To do:
Render every line of the records below as a Markdown table with the columns Number and Entry, giving each line its own row with its row number. Omit blank lines.
+++ Input for this task +++
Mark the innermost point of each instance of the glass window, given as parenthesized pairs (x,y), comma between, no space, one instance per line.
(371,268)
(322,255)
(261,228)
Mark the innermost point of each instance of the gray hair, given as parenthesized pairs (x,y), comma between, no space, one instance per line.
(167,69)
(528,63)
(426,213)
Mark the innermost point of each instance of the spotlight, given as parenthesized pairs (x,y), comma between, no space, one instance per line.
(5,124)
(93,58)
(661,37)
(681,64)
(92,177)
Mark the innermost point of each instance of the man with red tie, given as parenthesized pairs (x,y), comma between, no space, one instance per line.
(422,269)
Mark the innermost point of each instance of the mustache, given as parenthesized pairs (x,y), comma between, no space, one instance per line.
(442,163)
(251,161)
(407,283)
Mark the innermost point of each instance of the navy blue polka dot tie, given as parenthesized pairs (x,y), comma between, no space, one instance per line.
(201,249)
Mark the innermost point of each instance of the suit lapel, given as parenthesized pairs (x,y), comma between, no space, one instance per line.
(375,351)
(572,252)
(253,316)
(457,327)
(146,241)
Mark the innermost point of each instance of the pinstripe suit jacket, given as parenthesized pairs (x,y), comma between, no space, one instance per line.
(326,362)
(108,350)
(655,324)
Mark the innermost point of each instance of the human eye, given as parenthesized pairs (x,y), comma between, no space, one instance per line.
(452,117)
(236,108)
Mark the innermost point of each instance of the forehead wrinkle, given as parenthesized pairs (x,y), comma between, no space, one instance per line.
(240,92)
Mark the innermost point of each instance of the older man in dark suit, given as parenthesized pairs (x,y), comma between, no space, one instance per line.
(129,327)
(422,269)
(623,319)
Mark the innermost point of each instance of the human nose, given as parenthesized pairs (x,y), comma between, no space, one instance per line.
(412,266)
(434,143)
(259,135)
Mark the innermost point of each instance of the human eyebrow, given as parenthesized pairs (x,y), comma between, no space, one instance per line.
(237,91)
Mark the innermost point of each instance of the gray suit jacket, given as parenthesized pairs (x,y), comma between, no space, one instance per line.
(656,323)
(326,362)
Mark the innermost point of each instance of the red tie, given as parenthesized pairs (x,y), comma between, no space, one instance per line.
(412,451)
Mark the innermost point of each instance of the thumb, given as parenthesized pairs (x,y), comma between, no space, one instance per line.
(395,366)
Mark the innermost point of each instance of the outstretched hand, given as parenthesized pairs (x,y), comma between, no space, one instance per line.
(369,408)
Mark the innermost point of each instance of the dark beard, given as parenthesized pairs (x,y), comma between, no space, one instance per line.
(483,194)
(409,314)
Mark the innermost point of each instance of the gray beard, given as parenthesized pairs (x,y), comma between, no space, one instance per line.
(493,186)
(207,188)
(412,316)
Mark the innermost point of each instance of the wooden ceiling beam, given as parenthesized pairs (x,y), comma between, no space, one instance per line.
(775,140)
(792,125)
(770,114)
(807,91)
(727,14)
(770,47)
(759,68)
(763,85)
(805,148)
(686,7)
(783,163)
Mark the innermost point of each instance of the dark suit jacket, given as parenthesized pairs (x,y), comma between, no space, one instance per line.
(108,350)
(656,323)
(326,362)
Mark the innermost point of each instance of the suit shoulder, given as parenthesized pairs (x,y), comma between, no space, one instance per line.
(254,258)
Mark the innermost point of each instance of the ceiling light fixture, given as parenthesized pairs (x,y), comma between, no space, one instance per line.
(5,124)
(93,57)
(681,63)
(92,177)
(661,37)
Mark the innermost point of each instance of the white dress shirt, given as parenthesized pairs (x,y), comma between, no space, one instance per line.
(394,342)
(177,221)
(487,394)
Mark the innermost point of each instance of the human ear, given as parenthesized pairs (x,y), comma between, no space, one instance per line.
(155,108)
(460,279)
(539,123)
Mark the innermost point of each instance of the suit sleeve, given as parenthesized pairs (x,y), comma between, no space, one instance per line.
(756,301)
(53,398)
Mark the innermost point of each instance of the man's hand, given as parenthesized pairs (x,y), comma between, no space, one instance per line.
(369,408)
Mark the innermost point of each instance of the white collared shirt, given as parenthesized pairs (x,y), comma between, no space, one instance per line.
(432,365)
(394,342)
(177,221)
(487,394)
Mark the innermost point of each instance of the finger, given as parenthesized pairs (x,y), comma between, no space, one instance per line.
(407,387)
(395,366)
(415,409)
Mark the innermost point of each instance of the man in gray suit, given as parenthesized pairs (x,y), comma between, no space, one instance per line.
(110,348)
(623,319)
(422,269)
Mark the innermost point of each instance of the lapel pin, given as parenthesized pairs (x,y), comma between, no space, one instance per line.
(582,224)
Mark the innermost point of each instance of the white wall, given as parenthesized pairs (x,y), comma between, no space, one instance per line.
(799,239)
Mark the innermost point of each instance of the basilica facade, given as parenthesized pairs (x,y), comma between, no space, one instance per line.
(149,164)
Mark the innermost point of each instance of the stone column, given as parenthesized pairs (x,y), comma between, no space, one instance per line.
+++
Response to this task:
| Number | Entry |
|---|---|
| 1 | Mark the innermost point of each instance of the glass window, given as parenthesized pairs (x,y), comma between, no space, one instance per line. |
| 2 | (371,268) |
| 3 | (322,255) |
| 4 | (261,228) |
| 5 | Mark the innermost point of each instance of the gray hair, given as parenthesized pairs (x,y), comma between, no space, one instance per line. |
| 6 | (167,69) |
| 7 | (528,63) |
| 8 | (426,213) |
| 9 | Mark the innermost point of each instance of the spotlight, given as parenthesized pairs (x,y), comma between, no space, one instance per line. |
| 10 | (5,124) |
| 11 | (93,58) |
| 12 | (661,37) |
| 13 | (681,64) |
| 14 | (92,177) |
| 15 | Mark the innermost point of each instance of the man with red tie, given as parenthesized pairs (x,y), comma between, no space, one instance per line. |
| 16 | (422,269) |
| 17 | Mark the innermost point of each instance of the mustache, given as parenthesized pairs (x,y), comma between, no space, one instance per line. |
| 18 | (442,163) |
| 19 | (251,161) |
| 20 | (407,283) |
| 21 | Mark the innermost point of each instance of the navy blue polka dot tie, given as parenthesized pairs (x,y), comma between, no space, one instance per line. |
| 22 | (201,249) |
| 23 | Mark the innermost point of each instance of the suit lapel, given as parenthesized pairs (x,y), comma between, no space, one instance per line. |
| 24 | (375,351) |
| 25 | (572,252) |
| 26 | (253,316) |
| 27 | (457,327) |
| 28 | (146,241) |
| 29 | Mark the innermost point of each instance of the pinstripe suit jacket, given as parenthesized pairs (x,y), comma between, no space, one instance per line. |
| 30 | (326,362) |
| 31 | (108,350) |
| 32 | (655,324) |
| 33 | Mark the innermost point of each instance of the human eye, given as parenthesized pairs (x,y), comma between, no space, one instance per line. |
| 34 | (452,117) |
| 35 | (236,108) |
| 36 | Mark the innermost point of each instance of the forehead wrinkle, given as parenthesized pairs (x,y), comma between, no space, one instance per line. |
| 37 | (240,92) |
| 38 | Mark the innermost point of each instance of the older man in dark suit, given as parenthesized pairs (x,y), comma between, no space, one instance per line. |
| 39 | (129,327) |
| 40 | (422,269) |
| 41 | (623,319) |
| 42 | Mark the innermost point of each instance of the human nose, given as parenthesized pairs (x,y), comma between, no space, one instance per line. |
| 43 | (412,266) |
| 44 | (434,143) |
| 45 | (259,135) |
| 46 | Mark the innermost point of each instance of the human eyebrow, given as parenthesized pairs (x,y), comma between, no space, one instance per line. |
| 47 | (237,91) |
| 48 | Mark the innermost point of each instance of the gray suit jacket, given as parenthesized pairs (x,y), comma between, no space, one instance per line. |
| 49 | (656,323) |
| 50 | (326,362) |
| 51 | Mark the innermost point of each instance of the red tie, given as parenthesized pairs (x,y), comma between, no space, one instance per line. |
| 52 | (412,451) |
| 53 | Mark the innermost point of each instance of the thumb, given as parenthesized pairs (x,y), comma between, no space, one instance per line. |
| 54 | (395,366) |
| 55 | Mark the innermost point of each instance of the outstretched hand, given as parenthesized pairs (x,y), comma between, no space, one instance per line. |
| 56 | (369,408) |
| 57 | Mark the innermost point of each instance of the dark beard, given as parenthesized pairs (x,y), comma between, no space, one instance per line. |
| 58 | (483,194) |
| 59 | (409,314) |
| 60 | Mark the innermost point of each instance of the gray beard, given as parenthesized pairs (x,y), comma between, no space, one instance per line. |
| 61 | (493,186) |
| 62 | (207,188) |
| 63 | (412,316) |
| 64 | Mark the innermost point of each instance of the wooden ceiling beam, given as parenthesized pairs (x,y), comma between, no space, one instance per line. |
| 65 | (775,140) |
| 66 | (792,125) |
| 67 | (770,114) |
| 68 | (807,91) |
| 69 | (727,14) |
| 70 | (770,47) |
| 71 | (759,68) |
| 72 | (763,85) |
| 73 | (805,148) |
| 74 | (686,7) |
| 75 | (783,163) |
| 76 | Mark the innermost point of each instance of the dark suit jacket, given as parenthesized pairs (x,y), comma between, no space, one instance per line. |
| 77 | (108,350) |
| 78 | (656,323) |
| 79 | (326,362) |
| 80 | Mark the innermost point of each instance of the suit shoulder, given as parenthesized pairs (x,y), comma between, no space, one instance per line. |
| 81 | (254,258) |
| 82 | Mark the innermost point of each instance of the ceiling light fixture, given as parenthesized pairs (x,y), comma between, no space, one instance per line. |
| 83 | (5,124) |
| 84 | (93,57) |
| 85 | (681,63) |
| 86 | (92,177) |
| 87 | (661,37) |
| 88 | Mark the innermost point of each instance of the white dress shirt, given as parenthesized pairs (x,y), comma between, no space, one instance per line. |
| 89 | (394,342) |
| 90 | (177,221) |
| 91 | (487,394) |
| 92 | Mark the innermost point of each instance of the human ear, given as parenthesized pairs (x,y), comma between, no space, one instance per line. |
| 93 | (155,108) |
| 94 | (460,279) |
| 95 | (539,123) |
| 96 | Mark the innermost point of each instance of the suit sleeve, given as parenthesized pairs (x,y), comma between, no space, one instance per line. |
| 97 | (756,301) |
| 98 | (53,398) |
| 99 | Mark the innermost point of each instance of the man's hand, given as parenthesized pairs (x,y), comma between, no space, one instance per line. |
| 100 | (369,408) |
| 101 | Mark the innermost point of each instance of the white collared shirt, given as parenthesized pairs (x,y), comma between, no space, one instance per line. |
| 102 | (432,365) |
| 103 | (394,342) |
| 104 | (177,221) |
| 105 | (487,394) |
| 106 | Mark the innermost point of each instance of the finger, given as parenthesized pairs (x,y), comma between, no space, one instance per line. |
| 107 | (407,387) |
| 108 | (395,366) |
| 109 | (415,409) |
| 110 | Mark the innermost point of each instance of the man in gray suit, given as parenthesized pairs (x,y), comma between, no space, one instance per line. |
| 111 | (110,348) |
| 112 | (623,319) |
| 113 | (422,269) |
| 114 | Mark the innermost point of each instance of the lapel pin, given as parenthesized pairs (x,y), comma between, no space, one instance per line. |
| 115 | (582,224) |
| 116 | Mark the innermost point of each instance of the white wall, given as parenthesized pairs (x,y), comma between, no space, one instance per line. |
| 117 | (799,239) |
| 118 | Mark the innermost point of each instance of the basilica facade, given as parenthesized pairs (x,y), comma between, no space, one instance per line. |
| 119 | (149,164) |
| 120 | Mark the innermost point of each instance of the stone column, given as parenthesized pairs (x,y), comma between, no space, one instance per line. |